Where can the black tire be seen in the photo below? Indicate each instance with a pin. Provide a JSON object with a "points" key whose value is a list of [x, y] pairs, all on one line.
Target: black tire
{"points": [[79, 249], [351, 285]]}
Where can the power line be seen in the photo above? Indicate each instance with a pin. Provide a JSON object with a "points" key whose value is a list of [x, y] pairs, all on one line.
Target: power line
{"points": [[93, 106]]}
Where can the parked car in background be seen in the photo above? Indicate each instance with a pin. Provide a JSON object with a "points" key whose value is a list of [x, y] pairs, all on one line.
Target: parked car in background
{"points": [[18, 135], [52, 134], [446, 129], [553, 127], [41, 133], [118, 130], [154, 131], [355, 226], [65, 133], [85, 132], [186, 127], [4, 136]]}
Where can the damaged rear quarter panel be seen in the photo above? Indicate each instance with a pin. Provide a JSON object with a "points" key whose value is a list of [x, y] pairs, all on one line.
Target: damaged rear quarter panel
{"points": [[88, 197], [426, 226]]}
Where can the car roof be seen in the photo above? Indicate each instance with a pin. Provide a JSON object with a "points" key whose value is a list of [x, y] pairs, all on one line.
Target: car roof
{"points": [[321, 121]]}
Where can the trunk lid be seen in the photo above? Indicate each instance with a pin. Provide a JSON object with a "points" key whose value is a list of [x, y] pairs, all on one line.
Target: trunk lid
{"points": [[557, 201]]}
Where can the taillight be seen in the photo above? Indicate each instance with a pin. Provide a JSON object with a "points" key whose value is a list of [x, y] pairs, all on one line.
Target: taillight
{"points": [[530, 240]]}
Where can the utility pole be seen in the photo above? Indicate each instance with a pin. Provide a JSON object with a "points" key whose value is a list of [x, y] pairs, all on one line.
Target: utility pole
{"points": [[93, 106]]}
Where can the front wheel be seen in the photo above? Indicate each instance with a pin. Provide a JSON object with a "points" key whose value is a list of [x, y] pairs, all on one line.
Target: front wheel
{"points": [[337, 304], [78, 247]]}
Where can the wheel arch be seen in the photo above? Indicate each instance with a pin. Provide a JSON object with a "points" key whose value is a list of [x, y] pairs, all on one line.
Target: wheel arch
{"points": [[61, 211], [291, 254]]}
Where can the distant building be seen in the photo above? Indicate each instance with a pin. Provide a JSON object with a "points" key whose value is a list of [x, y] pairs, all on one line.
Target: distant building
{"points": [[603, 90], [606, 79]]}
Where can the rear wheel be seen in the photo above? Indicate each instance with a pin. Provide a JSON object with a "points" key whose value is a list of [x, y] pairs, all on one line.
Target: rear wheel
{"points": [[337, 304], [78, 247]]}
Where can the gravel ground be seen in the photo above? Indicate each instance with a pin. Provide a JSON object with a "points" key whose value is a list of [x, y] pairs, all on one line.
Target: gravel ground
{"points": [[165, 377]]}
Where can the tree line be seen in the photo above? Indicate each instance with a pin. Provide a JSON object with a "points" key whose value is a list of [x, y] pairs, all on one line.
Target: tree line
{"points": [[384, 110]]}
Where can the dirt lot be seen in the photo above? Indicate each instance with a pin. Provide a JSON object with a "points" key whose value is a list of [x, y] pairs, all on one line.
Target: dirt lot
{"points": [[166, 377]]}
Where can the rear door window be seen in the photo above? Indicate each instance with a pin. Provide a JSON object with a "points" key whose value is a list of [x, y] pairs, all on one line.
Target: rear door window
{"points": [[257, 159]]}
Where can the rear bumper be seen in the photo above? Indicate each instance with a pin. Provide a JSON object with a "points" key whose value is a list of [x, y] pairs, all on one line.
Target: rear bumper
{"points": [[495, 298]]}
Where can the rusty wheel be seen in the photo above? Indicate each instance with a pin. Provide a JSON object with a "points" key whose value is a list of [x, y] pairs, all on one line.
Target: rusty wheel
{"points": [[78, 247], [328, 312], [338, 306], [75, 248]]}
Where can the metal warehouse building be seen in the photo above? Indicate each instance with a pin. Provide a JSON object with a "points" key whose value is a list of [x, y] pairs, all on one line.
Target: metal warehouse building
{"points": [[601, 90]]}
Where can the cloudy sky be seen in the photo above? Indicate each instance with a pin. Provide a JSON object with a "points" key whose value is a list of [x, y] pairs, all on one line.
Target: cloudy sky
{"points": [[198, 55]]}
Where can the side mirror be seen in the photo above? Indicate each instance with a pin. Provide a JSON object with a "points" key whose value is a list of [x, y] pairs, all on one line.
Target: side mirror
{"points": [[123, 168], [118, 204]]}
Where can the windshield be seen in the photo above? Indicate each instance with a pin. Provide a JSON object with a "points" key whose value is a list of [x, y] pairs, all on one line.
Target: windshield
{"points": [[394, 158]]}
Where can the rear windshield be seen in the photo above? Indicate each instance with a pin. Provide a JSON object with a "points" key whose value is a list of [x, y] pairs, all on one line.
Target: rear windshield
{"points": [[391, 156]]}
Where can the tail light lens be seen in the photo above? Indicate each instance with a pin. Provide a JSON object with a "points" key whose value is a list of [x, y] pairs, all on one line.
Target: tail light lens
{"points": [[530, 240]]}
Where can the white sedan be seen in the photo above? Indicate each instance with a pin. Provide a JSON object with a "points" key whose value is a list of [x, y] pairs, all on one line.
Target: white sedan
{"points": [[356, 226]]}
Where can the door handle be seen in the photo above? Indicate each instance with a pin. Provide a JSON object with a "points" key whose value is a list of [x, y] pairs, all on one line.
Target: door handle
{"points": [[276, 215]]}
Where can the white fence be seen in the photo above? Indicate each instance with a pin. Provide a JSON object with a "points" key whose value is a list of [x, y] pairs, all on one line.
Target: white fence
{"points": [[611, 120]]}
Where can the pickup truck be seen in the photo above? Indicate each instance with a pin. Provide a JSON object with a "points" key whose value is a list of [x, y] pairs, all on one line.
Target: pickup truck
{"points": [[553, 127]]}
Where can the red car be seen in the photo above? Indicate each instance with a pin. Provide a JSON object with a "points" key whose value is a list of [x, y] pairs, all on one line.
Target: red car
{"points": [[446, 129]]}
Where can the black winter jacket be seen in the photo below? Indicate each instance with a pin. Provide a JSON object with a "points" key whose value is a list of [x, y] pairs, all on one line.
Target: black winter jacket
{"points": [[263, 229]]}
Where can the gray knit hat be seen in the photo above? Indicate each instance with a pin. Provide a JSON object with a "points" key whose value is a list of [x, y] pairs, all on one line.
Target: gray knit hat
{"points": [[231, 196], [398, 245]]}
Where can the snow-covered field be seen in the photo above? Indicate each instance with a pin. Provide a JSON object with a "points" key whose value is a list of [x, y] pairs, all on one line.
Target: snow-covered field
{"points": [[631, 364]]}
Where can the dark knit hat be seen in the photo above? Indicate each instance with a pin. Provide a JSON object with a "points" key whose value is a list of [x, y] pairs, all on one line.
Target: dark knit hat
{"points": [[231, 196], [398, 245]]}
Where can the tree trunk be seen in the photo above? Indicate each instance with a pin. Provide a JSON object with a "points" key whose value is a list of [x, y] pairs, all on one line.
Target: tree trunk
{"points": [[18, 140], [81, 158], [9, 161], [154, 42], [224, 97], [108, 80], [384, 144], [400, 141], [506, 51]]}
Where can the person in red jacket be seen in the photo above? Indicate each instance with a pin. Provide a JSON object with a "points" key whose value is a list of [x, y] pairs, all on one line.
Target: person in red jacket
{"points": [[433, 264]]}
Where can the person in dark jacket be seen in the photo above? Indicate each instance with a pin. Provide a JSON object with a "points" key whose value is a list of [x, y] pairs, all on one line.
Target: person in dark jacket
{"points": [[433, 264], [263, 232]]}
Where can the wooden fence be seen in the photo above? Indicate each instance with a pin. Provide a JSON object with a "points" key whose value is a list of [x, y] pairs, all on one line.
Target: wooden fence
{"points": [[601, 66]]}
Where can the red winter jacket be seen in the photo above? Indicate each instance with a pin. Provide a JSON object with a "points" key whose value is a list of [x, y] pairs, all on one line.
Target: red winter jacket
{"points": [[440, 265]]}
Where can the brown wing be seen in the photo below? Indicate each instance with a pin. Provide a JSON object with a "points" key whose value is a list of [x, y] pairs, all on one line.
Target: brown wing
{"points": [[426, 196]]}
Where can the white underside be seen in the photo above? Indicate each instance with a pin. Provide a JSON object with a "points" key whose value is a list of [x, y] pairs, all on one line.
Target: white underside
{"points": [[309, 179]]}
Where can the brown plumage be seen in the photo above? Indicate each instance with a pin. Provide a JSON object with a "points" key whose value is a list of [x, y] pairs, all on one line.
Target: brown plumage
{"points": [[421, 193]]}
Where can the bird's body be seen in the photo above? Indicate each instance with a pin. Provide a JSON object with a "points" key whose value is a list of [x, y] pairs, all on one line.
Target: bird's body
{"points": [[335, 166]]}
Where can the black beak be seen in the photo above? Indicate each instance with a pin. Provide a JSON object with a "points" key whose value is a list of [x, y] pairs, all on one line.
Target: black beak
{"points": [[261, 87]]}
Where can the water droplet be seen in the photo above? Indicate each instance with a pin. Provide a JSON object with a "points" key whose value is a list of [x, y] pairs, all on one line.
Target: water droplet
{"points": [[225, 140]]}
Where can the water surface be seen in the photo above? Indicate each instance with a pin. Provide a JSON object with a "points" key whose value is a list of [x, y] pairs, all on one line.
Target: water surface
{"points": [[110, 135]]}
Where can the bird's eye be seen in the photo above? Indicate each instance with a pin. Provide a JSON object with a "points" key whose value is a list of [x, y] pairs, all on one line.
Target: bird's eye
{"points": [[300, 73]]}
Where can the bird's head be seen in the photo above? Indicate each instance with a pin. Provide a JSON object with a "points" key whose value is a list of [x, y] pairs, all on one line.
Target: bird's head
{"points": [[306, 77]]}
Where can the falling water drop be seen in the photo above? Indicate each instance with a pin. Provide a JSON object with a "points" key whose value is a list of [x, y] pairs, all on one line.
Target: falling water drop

---*---

**Goal of the exercise**
Once the line with "Target: cloudy sky" is found in the records above, print exactly that line and every line after it through the line with "Where can the red car".

**Answer to this exercise**
Target: cloudy sky
{"points": [[198, 55]]}
Where can the side mirror be seen in the photo above? Indicate each instance with a pin. Provide a JSON object with a "points" key whose value is a list of [x, y] pairs, all on one line.
Target: side mirror
{"points": [[123, 168], [118, 204]]}
Where can the windshield be seen in the photo above? Indicate each instance with a pin. Provide a JSON object with a "points" key whose value is a list of [x, y] pairs, all on one line.
Target: windshield
{"points": [[394, 158]]}
Where can the rear windshield be seen in the photo above? Indicate each instance with a pin. Provide a JSON object with a "points" key whose value is a list of [x, y] pairs, all on one line.
Target: rear windshield
{"points": [[391, 156]]}
Where can the tail light lens be seen in the photo above? Indicate each instance with a pin. Provide a JSON object with a "points" key whose value is a list of [x, y] pairs, all on one line.
Target: tail light lens
{"points": [[530, 240]]}
Where can the white sedan be seen in the photo above? Indicate each instance with a pin. Provide a JSON object with a "points" key whose value is a list of [x, y] pairs, all on one line.
Target: white sedan
{"points": [[356, 226]]}
Where can the door handle be seen in the photo above? Indicate each instance with a pin. Provide a JSON object with a "points" key whose value is a list of [x, y] pairs, all on one line.
Target: door handle
{"points": [[276, 215]]}
Where can the white fence be seen in the photo above? Indicate each instance with a pin. Provide a JSON object with a "points" key whose value is a list of [x, y] pairs, all on one line.
Target: white fence
{"points": [[611, 120]]}
Where can the pickup truck be seen in the photo above? Indicate each instance with a pin. Provide a JSON object with a "points" key whose value is a list of [x, y] pairs, all on one line.
Target: pickup truck
{"points": [[553, 127]]}
Where can the red car be seen in the photo above? Indicate each instance with a pin. Provide a JSON object with a "points" key whose value is a list of [x, y] pairs, all on one line.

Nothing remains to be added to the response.